Data items
= Beginning of Section =

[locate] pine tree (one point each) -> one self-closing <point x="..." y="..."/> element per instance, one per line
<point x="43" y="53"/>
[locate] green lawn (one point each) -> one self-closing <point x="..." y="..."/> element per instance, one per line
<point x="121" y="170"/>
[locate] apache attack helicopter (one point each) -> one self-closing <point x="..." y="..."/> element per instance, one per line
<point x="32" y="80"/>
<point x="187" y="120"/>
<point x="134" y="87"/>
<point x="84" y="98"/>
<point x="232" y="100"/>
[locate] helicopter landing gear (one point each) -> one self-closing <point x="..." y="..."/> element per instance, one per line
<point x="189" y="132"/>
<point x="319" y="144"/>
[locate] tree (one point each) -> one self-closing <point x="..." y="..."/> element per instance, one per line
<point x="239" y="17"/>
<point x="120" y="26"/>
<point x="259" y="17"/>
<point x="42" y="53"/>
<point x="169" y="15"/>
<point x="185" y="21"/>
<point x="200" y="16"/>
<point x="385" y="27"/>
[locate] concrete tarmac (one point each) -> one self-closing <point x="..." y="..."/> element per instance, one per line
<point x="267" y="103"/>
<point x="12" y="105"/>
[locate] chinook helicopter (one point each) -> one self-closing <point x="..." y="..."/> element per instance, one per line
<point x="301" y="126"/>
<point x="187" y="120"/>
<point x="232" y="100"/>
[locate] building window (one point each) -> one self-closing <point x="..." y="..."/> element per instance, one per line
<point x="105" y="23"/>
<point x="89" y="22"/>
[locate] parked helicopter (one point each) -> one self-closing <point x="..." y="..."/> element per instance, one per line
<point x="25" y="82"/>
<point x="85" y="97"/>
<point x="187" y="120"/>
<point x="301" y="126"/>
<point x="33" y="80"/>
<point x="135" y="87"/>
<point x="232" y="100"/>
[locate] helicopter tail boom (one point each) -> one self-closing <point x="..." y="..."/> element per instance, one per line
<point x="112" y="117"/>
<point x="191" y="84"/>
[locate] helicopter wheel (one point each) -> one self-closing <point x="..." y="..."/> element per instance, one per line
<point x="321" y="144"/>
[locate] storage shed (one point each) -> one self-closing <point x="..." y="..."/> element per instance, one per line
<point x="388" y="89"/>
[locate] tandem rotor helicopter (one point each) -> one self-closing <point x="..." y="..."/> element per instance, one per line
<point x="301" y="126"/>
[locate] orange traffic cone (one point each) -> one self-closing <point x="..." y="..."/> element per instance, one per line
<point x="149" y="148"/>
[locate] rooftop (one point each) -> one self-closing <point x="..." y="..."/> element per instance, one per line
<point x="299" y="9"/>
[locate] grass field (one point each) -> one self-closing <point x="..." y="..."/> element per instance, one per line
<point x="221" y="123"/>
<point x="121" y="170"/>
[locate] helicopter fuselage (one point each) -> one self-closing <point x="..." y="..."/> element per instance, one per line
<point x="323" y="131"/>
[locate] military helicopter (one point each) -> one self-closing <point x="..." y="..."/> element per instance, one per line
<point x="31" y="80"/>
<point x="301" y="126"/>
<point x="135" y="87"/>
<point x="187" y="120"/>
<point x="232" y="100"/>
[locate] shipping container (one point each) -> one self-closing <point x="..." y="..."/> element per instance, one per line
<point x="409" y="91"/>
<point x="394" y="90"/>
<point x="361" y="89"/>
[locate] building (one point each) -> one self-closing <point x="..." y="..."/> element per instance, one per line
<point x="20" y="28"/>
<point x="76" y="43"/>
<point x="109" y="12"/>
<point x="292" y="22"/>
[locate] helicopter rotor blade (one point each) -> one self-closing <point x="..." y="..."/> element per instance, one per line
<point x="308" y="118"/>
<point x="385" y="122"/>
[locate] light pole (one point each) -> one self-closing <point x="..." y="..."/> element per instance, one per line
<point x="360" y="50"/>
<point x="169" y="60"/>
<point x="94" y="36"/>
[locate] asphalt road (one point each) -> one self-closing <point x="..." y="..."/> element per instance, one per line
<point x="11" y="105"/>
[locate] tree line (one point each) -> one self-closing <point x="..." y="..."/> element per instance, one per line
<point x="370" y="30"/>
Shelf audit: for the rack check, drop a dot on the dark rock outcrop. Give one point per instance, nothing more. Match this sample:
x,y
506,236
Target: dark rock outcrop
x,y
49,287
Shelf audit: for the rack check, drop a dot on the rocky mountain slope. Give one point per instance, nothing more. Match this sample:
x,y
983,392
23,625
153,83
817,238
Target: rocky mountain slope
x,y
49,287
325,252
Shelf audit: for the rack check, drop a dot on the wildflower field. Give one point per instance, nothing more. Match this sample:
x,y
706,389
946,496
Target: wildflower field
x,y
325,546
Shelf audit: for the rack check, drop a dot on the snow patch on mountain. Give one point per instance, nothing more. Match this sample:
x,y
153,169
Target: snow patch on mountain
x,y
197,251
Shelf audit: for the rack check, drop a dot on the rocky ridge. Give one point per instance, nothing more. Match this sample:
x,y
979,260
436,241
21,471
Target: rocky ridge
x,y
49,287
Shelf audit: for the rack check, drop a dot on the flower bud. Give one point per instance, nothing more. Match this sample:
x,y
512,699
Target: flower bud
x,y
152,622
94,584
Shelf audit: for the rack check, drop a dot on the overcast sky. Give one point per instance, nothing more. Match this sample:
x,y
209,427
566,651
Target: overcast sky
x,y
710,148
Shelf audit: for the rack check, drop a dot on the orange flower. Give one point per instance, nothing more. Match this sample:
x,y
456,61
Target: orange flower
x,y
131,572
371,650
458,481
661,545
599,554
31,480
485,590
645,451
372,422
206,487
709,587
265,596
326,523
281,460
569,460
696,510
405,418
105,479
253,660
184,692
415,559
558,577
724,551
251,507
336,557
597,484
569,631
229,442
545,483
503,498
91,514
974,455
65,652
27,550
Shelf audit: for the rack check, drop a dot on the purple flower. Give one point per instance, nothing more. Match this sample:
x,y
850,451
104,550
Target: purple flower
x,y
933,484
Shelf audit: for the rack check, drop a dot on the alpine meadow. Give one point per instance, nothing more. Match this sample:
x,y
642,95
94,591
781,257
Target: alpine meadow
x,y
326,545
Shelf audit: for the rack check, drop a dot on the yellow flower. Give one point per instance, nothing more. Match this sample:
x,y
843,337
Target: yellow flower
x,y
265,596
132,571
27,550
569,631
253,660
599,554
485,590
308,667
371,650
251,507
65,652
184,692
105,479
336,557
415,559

= End of Section =

» Exercise
The complete set of entries above must be reproduced verbatim.

» Problem solution
[locate] pine tree (one point each) -> one self-closing <point x="..." y="..."/> element per instance, one per line
<point x="43" y="53"/>
[locate] green lawn (one point each) -> one self-closing <point x="..." y="..."/> element per instance, one per line
<point x="121" y="170"/>
[locate] apache attack helicopter (one point each) -> one self-closing <point x="..." y="..."/> element per instance, one per line
<point x="32" y="80"/>
<point x="187" y="120"/>
<point x="134" y="87"/>
<point x="84" y="98"/>
<point x="232" y="100"/>
[locate] helicopter landing gear (one point each) -> one self-closing <point x="..." y="..."/> element per instance, one per line
<point x="189" y="132"/>
<point x="319" y="144"/>
[locate] tree (one point each) -> one self-closing <point x="..." y="..."/> element per instance, one per line
<point x="239" y="17"/>
<point x="120" y="26"/>
<point x="259" y="17"/>
<point x="42" y="53"/>
<point x="169" y="15"/>
<point x="185" y="21"/>
<point x="200" y="16"/>
<point x="385" y="27"/>
[locate] concrete tarmac (one point each) -> one self-closing <point x="..." y="..."/> element per instance, one per line
<point x="267" y="103"/>
<point x="12" y="105"/>
[locate] chinook helicopter (one point each) -> one self-closing <point x="..." y="..."/> element per instance, one per line
<point x="301" y="126"/>
<point x="187" y="120"/>
<point x="232" y="100"/>
[locate] building window (one point each) -> one self-closing <point x="..." y="..."/> element per instance, one per line
<point x="105" y="23"/>
<point x="89" y="22"/>
[locate] parked helicopter (one point each) -> one self-closing <point x="..." y="..."/> element per instance, one per line
<point x="25" y="82"/>
<point x="85" y="97"/>
<point x="187" y="120"/>
<point x="301" y="126"/>
<point x="33" y="80"/>
<point x="135" y="87"/>
<point x="232" y="100"/>
[locate] helicopter tail boom (one point each) -> one self-closing <point x="..." y="..."/> element per instance, one per line
<point x="112" y="117"/>
<point x="191" y="84"/>
[locate] helicopter wheel (one point each) -> one self-closing <point x="..." y="..."/> element per instance, one per line
<point x="321" y="144"/>
[locate] storage shed (one point each) -> one self-closing <point x="..." y="..."/> element per instance, one per line
<point x="388" y="89"/>
[locate] tandem rotor helicopter (one point each) -> one self-closing <point x="..." y="..."/> element per instance, one per line
<point x="301" y="126"/>
[locate] orange traffic cone (one point each) -> one self-closing <point x="..." y="..."/> element per instance, one per line
<point x="149" y="148"/>
[locate] rooftop (one point each) -> one self-closing <point x="..." y="..."/> element per instance, one per line
<point x="299" y="9"/>
[locate] grass field (one point each) -> one self-closing <point x="..." y="..."/> element per instance, one per line
<point x="221" y="123"/>
<point x="121" y="170"/>
[locate] helicopter fuselage (one point each) -> one self-closing <point x="..." y="..."/> element per instance, one per line
<point x="323" y="131"/>
[locate] military helicopter (one point each) -> one self-closing <point x="..." y="..."/> element per instance, one per line
<point x="31" y="80"/>
<point x="301" y="126"/>
<point x="135" y="87"/>
<point x="187" y="120"/>
<point x="232" y="100"/>
[locate] shipping container (one point each) -> one self-closing <point x="..." y="..."/> element per instance, one per line
<point x="409" y="91"/>
<point x="394" y="90"/>
<point x="361" y="89"/>
[locate] building (one point each) -> one self-closing <point x="..." y="..."/> element per instance, one per line
<point x="20" y="28"/>
<point x="76" y="43"/>
<point x="109" y="12"/>
<point x="292" y="22"/>
[locate] helicopter rotor blade (one point each) -> one self-closing <point x="..." y="..."/> element per instance, one per line
<point x="308" y="118"/>
<point x="385" y="122"/>
[locate] light pole (one point each) -> one self-closing <point x="..." y="..."/> element per instance, one per line
<point x="360" y="50"/>
<point x="169" y="60"/>
<point x="94" y="36"/>
[locate] asphalt road (one point each) -> one self-closing <point x="..." y="..."/> element per instance, one per line
<point x="11" y="105"/>
[locate] tree line (one point each) -> one self-closing <point x="..." y="..."/> element per instance, one per line
<point x="370" y="30"/>
Shelf audit: for the rack check, drop a dot on the dark rock outcrop. Give one point per instance, nothing more. Match this sample:
x,y
506,236
Target: dark rock outcrop
x,y
49,287
Shelf audit: for the rack check, drop a dot on the rocky mountain slope. Give one point per instance, nothing more. Match this sample:
x,y
983,392
23,625
153,83
817,238
Target: rocky mountain slope
x,y
49,287
325,252
Shelf audit: for the rack check, drop a dot on the wildflower field. Give one point per instance, nothing more. Match this sample:
x,y
706,389
946,496
Target: wildflower field
x,y
325,546
Shelf audit: for the rack check, drop a dot on the snow patch on mountain. Give one point per instance, nothing more. Match this sample:
x,y
153,169
Target: snow patch on mountain
x,y
197,251
Shelf audit: for the rack check, drop a dot on the rocky ridge. Give one point per instance, nothing more. Match this sample:
x,y
979,260
436,241
21,471
Target: rocky ridge
x,y
49,287
Shelf audit: for the rack check, drop a dot on the flower bud. Give one point per instance, nothing more. Match this sample:
x,y
512,699
Target: flower bud
x,y
152,622
94,584
Shelf audit: for the rack check, drop a dot on the overcast sky. Give one point per instance, nothing more. Match this sample:
x,y
209,427
566,651
Target: overcast sky
x,y
710,148
Shelf audit: for the rack check, drop a dot on the orange flower. Give one point per instance, nothing more. Match this sample:
x,y
456,61
Target: orange flower
x,y
131,572
371,650
458,481
661,545
599,554
31,480
485,590
645,451
372,422
206,487
709,587
265,596
326,523
281,460
569,460
696,510
405,418
105,479
253,660
184,692
415,559
558,577
724,551
251,507
336,557
597,484
569,631
229,442
545,483
503,498
91,514
974,455
65,652
27,550
Shelf audit: for the rack check, drop a dot on the purple flower. Give one point per instance, nothing more. Match this sample:
x,y
850,451
104,550
Target: purple flower
x,y
933,484
Shelf audit: for the rack check, drop a dot on the alpine meadow. Give one point per instance, nothing more. Match this sample:
x,y
642,95
94,591
781,257
Target: alpine meadow
x,y
326,545
Shelf audit: for the rack check, drop a dot on the yellow flower. Give one point per instance, nothing more. Match this sample:
x,y
843,337
Target: yellow flower
x,y
265,596
132,571
27,550
569,631
253,660
599,554
485,590
308,667
371,650
251,507
65,652
184,692
105,479
336,557
415,559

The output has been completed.